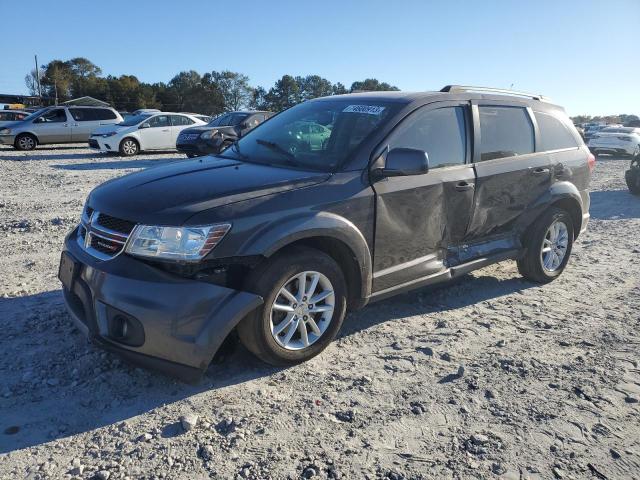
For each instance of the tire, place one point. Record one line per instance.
(632, 176)
(25, 142)
(532, 265)
(129, 147)
(258, 331)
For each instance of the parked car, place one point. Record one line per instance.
(57, 125)
(146, 131)
(632, 176)
(616, 140)
(7, 116)
(276, 245)
(219, 133)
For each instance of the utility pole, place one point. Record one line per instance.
(38, 80)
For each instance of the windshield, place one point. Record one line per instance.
(316, 135)
(134, 120)
(36, 114)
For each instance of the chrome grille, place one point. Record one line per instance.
(103, 236)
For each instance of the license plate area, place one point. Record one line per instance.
(68, 270)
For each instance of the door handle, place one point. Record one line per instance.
(540, 171)
(464, 186)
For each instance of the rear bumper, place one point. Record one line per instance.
(183, 322)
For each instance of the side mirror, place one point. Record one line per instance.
(403, 162)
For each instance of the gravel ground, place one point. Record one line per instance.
(491, 377)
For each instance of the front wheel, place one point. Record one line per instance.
(304, 306)
(129, 147)
(25, 142)
(547, 247)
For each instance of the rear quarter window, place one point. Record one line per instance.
(554, 135)
(504, 132)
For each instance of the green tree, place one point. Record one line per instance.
(233, 86)
(372, 84)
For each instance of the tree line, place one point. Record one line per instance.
(189, 91)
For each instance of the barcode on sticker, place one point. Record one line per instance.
(370, 109)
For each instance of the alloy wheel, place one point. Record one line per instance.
(302, 310)
(554, 246)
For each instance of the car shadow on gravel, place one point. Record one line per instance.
(54, 384)
(614, 205)
(118, 164)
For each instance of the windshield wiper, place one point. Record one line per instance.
(236, 148)
(279, 149)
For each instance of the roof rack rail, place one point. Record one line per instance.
(502, 91)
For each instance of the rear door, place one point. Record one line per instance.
(158, 135)
(178, 123)
(510, 175)
(418, 218)
(53, 126)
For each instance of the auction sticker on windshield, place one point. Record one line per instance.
(370, 109)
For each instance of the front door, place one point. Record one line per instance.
(53, 126)
(158, 135)
(418, 218)
(510, 175)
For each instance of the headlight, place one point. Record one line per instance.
(209, 134)
(175, 243)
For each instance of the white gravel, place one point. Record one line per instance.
(490, 377)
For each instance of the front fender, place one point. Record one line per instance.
(273, 237)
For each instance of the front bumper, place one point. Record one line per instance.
(199, 146)
(7, 139)
(104, 144)
(183, 321)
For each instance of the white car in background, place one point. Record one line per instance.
(616, 140)
(146, 131)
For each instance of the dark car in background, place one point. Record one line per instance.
(276, 242)
(218, 134)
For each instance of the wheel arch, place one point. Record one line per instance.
(329, 233)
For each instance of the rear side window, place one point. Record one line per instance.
(440, 133)
(180, 121)
(554, 135)
(103, 114)
(504, 132)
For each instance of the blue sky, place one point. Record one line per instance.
(584, 54)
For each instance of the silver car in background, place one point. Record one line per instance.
(57, 125)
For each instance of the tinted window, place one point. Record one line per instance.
(440, 133)
(553, 134)
(159, 121)
(504, 132)
(179, 120)
(53, 116)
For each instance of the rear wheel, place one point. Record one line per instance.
(129, 147)
(304, 306)
(547, 247)
(25, 142)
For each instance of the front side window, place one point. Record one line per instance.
(159, 121)
(286, 139)
(553, 134)
(441, 133)
(504, 132)
(56, 115)
(180, 121)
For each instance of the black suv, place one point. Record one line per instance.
(219, 133)
(282, 233)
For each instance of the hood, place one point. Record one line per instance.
(170, 194)
(206, 128)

EXERCISE:
Make a word-for-word copy of the entries, without any pictures.

RESPONSE TO THIS TASK:
For each instance of the tire, place one point. Record one line per instance.
(632, 176)
(25, 142)
(532, 265)
(129, 147)
(258, 331)
For each instance of the parked car, place one point. Record one line per instance.
(57, 125)
(146, 131)
(632, 176)
(616, 140)
(7, 116)
(276, 245)
(219, 133)
For each instance of the utility pole, place one point. Record one line per instance.
(38, 80)
For each instance of the windshield, place one point. Record one line per instance.
(316, 135)
(134, 120)
(36, 114)
For each instance of the chrome grille, place one point. Record one line per instance.
(103, 236)
For each instance of the license plate area, place one point. Record one line per instance.
(68, 270)
For each instance of the door handle, place one point. Record one line per instance.
(540, 171)
(464, 186)
For each instance of the rear bumper, place one point. Record one line per instance.
(183, 322)
For each instance of the side mirror, place one point. Record one line per instance.
(403, 162)
For each instance of the gravel ground, place one point. Record one line per instance.
(491, 377)
For each instance of the front wheel, place one point. Record one line per instance.
(304, 306)
(129, 147)
(25, 142)
(547, 247)
For each instance of the rear quarter window, place one point. Record one line per instance.
(554, 135)
(504, 132)
For each instance of the green tree, place one point. Record one line per instance.
(233, 86)
(372, 84)
For each instance of the tree line, place one point. Record one line per instance.
(189, 91)
For each instance of the barcode on sticker, place one point. Record one line per instance.
(370, 109)
For each instance of the alloy wheel, place one point. Record one line per instance.
(302, 310)
(554, 246)
For each instance of the car shadow on gravel, place one point. Record one line per instance.
(54, 384)
(614, 205)
(118, 164)
For each instance of the windshield wiper, place one point. Record one line per instance.
(236, 148)
(279, 149)
For each instance of the roof rack rail, place one point. Record one line per instance.
(502, 91)
For each instance of the rear door, place one point. Record one line per instance.
(158, 135)
(178, 123)
(510, 175)
(418, 218)
(53, 126)
For each instance of the auction sticker on windshield, place one point. Record one line per instance.
(370, 109)
For each instance of the front door, place one point. Record one line per instance.
(53, 126)
(158, 135)
(418, 218)
(510, 175)
For each instance of the headlight, place one point. Record one line per instance.
(209, 134)
(175, 243)
For each instance of the white gravel, place one point. Record one line per instance.
(490, 377)
For each instance of the front fender, place one point. Record one line per instance.
(273, 237)
For each instance of the front bumper, place one point. Record one line per instance.
(199, 146)
(7, 139)
(104, 144)
(183, 321)
For each instance of the white car in background, place one point. Record one line per instance.
(616, 140)
(146, 131)
For each instance of the dark car in background, place one point. Record one line per instance.
(276, 242)
(218, 134)
For each instance of the wheel arch, place one point. Record one line per instance.
(329, 233)
For each instance of the rear side window, place one point. Record one line per instance.
(440, 133)
(180, 121)
(554, 135)
(103, 114)
(504, 132)
For each instance of the blue sky, place one point. Record one line per instance.
(584, 54)
For each instance of the silver car in background, place one point. Record one line per instance.
(57, 125)
For each instance of the tinted window, place one point. Record one line per instance.
(440, 133)
(553, 134)
(159, 121)
(504, 132)
(179, 120)
(53, 116)
For each instance of the rear wheel, place one point. Record one line per instance.
(129, 147)
(304, 306)
(547, 247)
(25, 142)
For each instance of the front side window, place one point. Record one line per instance.
(159, 121)
(286, 139)
(553, 134)
(441, 133)
(504, 132)
(56, 115)
(180, 121)
For each instance of the black suv, place one point. Record one line per instance.
(219, 133)
(282, 233)
For each instance of the hood, place one point. Record one line per instance.
(170, 194)
(206, 128)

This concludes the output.